Challenge »
Please list each line in the records below that contains the word "helmet", copying every such line in full. Matches are case-sensitive.

Provided information »
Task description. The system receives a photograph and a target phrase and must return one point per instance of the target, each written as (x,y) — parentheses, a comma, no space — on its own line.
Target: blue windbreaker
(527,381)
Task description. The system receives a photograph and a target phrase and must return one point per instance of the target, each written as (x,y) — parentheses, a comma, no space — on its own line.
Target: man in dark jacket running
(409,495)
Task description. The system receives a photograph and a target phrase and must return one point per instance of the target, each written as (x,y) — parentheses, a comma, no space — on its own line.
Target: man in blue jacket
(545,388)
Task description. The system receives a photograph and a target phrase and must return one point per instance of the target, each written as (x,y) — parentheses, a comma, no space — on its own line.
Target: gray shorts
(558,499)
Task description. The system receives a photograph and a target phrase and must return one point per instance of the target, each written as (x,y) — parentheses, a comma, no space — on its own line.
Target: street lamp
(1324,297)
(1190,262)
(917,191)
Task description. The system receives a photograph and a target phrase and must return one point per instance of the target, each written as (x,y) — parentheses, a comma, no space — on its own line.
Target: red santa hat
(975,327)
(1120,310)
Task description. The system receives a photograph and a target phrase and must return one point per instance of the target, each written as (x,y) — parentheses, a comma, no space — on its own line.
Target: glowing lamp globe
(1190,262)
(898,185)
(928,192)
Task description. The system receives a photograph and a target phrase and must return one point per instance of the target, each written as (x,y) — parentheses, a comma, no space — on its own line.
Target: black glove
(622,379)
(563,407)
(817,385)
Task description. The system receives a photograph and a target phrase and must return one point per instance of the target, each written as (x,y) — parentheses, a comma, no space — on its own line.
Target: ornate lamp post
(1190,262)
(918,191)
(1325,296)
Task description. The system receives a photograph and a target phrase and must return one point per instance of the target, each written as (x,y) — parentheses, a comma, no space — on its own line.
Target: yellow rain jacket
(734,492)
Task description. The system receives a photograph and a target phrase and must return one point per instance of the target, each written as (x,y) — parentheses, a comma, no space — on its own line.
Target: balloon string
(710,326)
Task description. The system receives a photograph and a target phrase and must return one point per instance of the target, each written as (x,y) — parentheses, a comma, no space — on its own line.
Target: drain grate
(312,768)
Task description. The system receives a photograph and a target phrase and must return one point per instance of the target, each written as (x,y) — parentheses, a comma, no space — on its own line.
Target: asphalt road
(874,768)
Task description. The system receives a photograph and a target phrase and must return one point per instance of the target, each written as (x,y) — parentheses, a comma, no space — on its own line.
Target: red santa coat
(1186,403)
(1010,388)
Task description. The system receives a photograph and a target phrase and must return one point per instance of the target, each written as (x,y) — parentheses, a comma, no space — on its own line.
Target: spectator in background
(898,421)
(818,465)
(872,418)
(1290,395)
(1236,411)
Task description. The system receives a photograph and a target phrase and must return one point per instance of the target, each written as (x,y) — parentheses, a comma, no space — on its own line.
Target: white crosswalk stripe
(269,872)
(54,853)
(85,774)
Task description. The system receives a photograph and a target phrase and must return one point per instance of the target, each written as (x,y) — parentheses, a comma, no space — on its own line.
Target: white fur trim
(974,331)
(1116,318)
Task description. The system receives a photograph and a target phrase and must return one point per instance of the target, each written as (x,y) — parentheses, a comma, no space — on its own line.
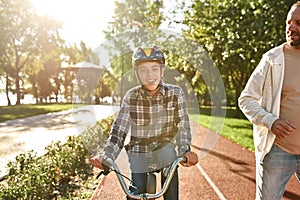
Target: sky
(83,20)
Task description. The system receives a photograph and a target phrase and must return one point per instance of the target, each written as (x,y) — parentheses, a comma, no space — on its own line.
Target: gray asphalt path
(35,133)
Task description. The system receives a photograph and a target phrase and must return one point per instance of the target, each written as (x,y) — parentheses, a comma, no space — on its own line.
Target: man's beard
(295,43)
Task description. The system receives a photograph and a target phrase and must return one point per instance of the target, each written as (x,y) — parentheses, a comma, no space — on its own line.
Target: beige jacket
(260,99)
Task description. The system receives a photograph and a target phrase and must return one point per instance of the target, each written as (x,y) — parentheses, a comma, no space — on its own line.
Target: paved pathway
(227,171)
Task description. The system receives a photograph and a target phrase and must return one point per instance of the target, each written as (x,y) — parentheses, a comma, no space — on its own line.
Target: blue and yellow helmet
(148,54)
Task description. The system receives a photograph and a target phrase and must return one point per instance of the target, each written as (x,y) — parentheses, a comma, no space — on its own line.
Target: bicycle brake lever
(105,171)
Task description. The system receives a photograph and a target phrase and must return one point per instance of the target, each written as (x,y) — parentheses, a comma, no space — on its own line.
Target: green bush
(55,175)
(61,172)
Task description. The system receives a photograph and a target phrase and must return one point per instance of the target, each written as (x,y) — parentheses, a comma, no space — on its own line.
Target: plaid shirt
(154,121)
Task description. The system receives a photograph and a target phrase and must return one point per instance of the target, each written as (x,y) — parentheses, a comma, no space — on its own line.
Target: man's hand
(191,159)
(282,128)
(97,161)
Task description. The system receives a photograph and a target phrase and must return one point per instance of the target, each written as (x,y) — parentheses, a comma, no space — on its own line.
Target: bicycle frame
(170,173)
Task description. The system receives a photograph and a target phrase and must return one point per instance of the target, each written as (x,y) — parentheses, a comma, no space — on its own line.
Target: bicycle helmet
(148,54)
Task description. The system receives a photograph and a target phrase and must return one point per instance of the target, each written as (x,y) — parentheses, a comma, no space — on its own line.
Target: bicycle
(110,165)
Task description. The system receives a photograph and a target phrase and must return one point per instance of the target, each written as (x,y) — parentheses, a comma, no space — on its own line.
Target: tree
(235,33)
(25,37)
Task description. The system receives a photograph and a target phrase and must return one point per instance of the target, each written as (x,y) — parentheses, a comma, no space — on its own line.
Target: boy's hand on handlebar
(97,161)
(191,159)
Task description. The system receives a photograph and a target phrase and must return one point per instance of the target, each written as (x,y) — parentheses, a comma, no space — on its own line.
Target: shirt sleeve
(118,132)
(183,137)
(251,96)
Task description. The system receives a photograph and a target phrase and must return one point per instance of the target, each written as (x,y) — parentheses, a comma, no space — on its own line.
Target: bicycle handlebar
(110,165)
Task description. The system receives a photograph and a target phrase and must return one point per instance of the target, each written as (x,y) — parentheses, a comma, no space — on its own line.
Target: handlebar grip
(105,171)
(184,159)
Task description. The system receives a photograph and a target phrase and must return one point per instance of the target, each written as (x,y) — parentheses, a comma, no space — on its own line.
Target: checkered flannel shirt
(153,120)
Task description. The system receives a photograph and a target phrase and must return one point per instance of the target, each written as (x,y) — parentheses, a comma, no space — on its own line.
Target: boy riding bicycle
(158,118)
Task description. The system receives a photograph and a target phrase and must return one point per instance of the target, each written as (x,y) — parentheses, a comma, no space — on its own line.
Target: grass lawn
(27,110)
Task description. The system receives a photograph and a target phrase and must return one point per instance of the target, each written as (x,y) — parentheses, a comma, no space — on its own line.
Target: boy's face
(150,74)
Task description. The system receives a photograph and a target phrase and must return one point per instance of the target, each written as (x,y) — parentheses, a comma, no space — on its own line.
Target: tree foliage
(236,33)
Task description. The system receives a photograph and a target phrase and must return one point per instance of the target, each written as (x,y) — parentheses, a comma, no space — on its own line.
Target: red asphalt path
(227,171)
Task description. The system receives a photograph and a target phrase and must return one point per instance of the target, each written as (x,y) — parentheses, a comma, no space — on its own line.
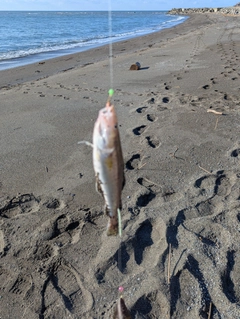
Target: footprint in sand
(235,153)
(151,117)
(153,141)
(139,130)
(133,162)
(141,109)
(22,204)
(63,293)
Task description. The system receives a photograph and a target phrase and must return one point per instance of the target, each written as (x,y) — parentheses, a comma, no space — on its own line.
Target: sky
(84,5)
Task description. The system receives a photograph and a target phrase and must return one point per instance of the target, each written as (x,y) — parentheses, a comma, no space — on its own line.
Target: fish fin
(98,185)
(124,181)
(121,311)
(86,143)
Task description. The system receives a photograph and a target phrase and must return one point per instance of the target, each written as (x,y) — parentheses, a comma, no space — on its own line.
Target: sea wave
(69,40)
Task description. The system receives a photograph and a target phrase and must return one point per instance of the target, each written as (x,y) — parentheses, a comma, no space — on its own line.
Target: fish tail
(112,227)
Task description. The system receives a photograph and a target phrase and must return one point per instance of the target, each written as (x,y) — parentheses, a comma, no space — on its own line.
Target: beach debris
(135,67)
(108,163)
(121,311)
(214,111)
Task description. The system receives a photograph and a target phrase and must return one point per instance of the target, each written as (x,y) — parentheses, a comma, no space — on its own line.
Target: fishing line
(110,92)
(110,43)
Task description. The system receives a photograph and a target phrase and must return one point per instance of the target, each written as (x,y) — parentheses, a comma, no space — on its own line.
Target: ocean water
(27,37)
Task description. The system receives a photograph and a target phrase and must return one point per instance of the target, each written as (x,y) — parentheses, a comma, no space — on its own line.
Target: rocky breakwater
(228,11)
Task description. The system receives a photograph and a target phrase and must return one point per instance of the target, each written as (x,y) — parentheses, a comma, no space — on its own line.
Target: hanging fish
(108,164)
(121,311)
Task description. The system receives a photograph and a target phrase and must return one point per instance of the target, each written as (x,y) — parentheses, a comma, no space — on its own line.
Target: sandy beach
(179,121)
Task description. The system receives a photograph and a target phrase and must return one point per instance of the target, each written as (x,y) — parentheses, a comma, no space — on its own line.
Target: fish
(121,311)
(108,164)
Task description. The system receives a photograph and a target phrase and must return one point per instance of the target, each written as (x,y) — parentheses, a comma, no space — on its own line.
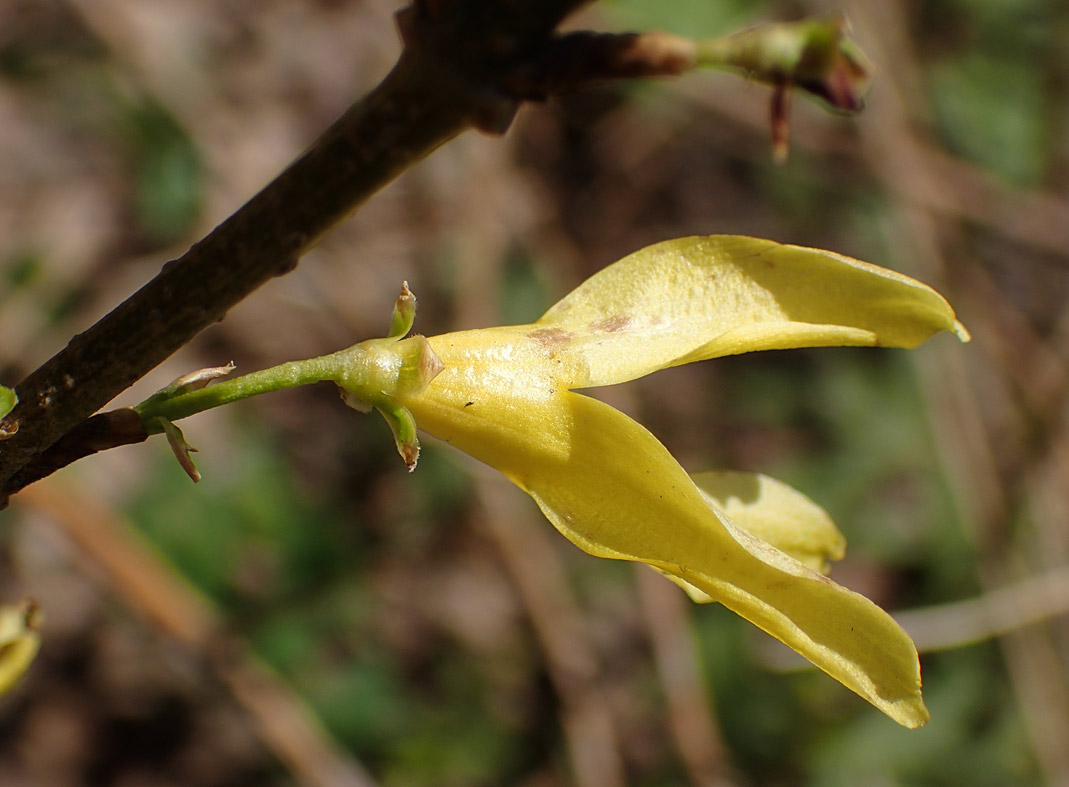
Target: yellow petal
(776,513)
(619,494)
(701,297)
(614,490)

Correct answer »
Target: blue and yellow helmet
Target: bicycle helmet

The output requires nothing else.